Houston’s Service Person of the Year Is a Grape Guru With a Soft Touch

BY // 10.06.15

I love to talk about wine with people who share my passion for it. We open bottles, and we trade stories about travel and winemakers and terroir and residual sugar, and we talk of taste and food pairings and cost. We recommend wines to one another, and we drink, and we learn a lot. In Wine Talk, I will introduce you to some of my friends and acquaintances — individuals who love wine as much as I do, who live to taste and learn about it. You’ll appreciate their insight, and I hope you’ll learn something from them as well. 

Steven McDonald has a great personality. He’s a kind, soft-spoken man, and when he’s pouring wine at a guest’s table, there’s no one more assured, unassuming or gracious. McDonald is the wine director at Houston’s Pappas Bros. Steakhouse, and his stewardship of the program there since 2013 has enhanced the restaurant’s reputation as a wine-lover’s paradise. He’s worked in New York for Michael White, he was a founding member of the Houston Sommelier Association, and this past Sunday evening he was named Service Person of the Year at the Houston Culinary Awards. I recently had the pleasure of speaking with him at the steakhouse on Westheimer, and the wines he chose for my meal there were superb. I recommend that you pay him a visit.

Tell me about three wines that are drinking well at the moment. What makes them worthwhile? How about a food pairing for each?
I have been raving about G.D. Vajra Albe for a couple of vintages now, and the 2010 is great. It performs far past its price point. Tart red fruits framed with roses and black truffle. It is a Burgundian wine drinker’s Barolo – my favorite kind. Pair this wine with braised meats, lamb ragu or filet mignon. We’ve got it on the list for $120 a bottle. [Editor’s note: Houston Wine Merchant sells this vintage for $45.]

A beauty of a Chenin Blanc
A beauty of a Chenin Blanc

Next, the 2012 Domaine Guiberteau Saumur Blanc Clos de Guichaux. This wine was an incredible surprise, and we’re so lucky to have this in Houston. This is a single-vineyard Chenin Blanc from a great Loire Valley producer. It is intensely mineral and assertive with tart citrus fruit and white flowers. For lovers of Sancerre or Chablis, this wine will hit a home run — a perfect pairing for raw seafood, crudo, oysters etc. It’s $85 a bottle on our list. [Expect to pay an average of $46 for this vintage retail.]

Finally, a Cabernet Sauvignon: Pepper Bridge Winery’s 2011 Cabernet Sauvignon. Sommeliers and wine enthusiasts have been talking about the Walla Walla Valley for a few decades, but these wineries are really hitting a stride with Cabernet, Merlot, Cabernet Franc and Syrah. This is a Cabernet-based wine, and it’s everything you want in a rich red wine: blueberry, blackberry, mint, clove, coffee and cocoa. Pair this with New York strip, ribeye and even lamb chops. We sell this for $120 at the steakhouse. [This wine, when you can find it, sells for about $60 at wine merchants.]

Let’s say that cost is no consideration. What’s the one bottle you would add to your personal collection?

▶ _ENTRIES_:

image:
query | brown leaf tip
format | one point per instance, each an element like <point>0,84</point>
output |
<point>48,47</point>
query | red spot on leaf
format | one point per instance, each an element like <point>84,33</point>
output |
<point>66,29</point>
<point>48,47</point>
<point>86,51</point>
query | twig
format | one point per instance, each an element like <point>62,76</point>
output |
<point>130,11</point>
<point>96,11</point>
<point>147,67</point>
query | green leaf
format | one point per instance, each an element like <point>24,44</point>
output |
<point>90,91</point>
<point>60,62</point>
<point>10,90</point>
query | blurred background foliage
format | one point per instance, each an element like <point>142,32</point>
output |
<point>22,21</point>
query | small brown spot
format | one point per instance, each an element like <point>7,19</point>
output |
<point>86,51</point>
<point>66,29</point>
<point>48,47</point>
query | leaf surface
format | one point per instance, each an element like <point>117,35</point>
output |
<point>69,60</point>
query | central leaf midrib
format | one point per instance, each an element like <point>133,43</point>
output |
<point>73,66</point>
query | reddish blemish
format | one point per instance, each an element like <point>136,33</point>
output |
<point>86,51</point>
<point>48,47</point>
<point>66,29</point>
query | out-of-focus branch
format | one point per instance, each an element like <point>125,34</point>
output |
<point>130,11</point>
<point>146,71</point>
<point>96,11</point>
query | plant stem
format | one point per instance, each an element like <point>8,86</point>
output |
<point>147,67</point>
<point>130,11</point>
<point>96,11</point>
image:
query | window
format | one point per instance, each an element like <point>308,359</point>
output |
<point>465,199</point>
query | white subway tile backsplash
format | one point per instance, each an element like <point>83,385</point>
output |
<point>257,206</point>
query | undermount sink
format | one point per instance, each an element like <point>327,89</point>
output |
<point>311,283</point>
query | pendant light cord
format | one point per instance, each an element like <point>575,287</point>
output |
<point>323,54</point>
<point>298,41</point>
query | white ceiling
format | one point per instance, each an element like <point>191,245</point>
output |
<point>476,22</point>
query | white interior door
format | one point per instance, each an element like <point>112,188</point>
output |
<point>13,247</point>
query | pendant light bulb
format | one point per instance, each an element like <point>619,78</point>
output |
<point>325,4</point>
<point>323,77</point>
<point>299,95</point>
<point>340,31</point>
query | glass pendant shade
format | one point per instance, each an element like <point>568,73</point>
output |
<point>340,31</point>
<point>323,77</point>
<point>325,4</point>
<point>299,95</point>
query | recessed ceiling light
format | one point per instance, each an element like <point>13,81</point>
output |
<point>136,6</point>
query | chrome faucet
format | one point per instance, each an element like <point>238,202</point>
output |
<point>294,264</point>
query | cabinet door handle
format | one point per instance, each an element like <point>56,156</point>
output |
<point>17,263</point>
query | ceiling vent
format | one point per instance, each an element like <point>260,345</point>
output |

▶ _OBJECTIVE_:
Repeat the Houston sommelier profile from "BY // 10.06.15" to "them as well.", switching "winemakers" for "vintners".

▶ _TASK OUTPUT_:
BY // 10.06.15

I love to talk about wine with people who share my passion for it. We open bottles, and we trade stories about travel and vintners and terroir and residual sugar, and we talk of taste and food pairings and cost. We recommend wines to one another, and we drink, and we learn a lot. In Wine Talk, I will introduce you to some of my friends and acquaintances — individuals who love wine as much as I do, who live to taste and learn about it. You’ll appreciate their insight, and I hope you’ll learn something from them as well.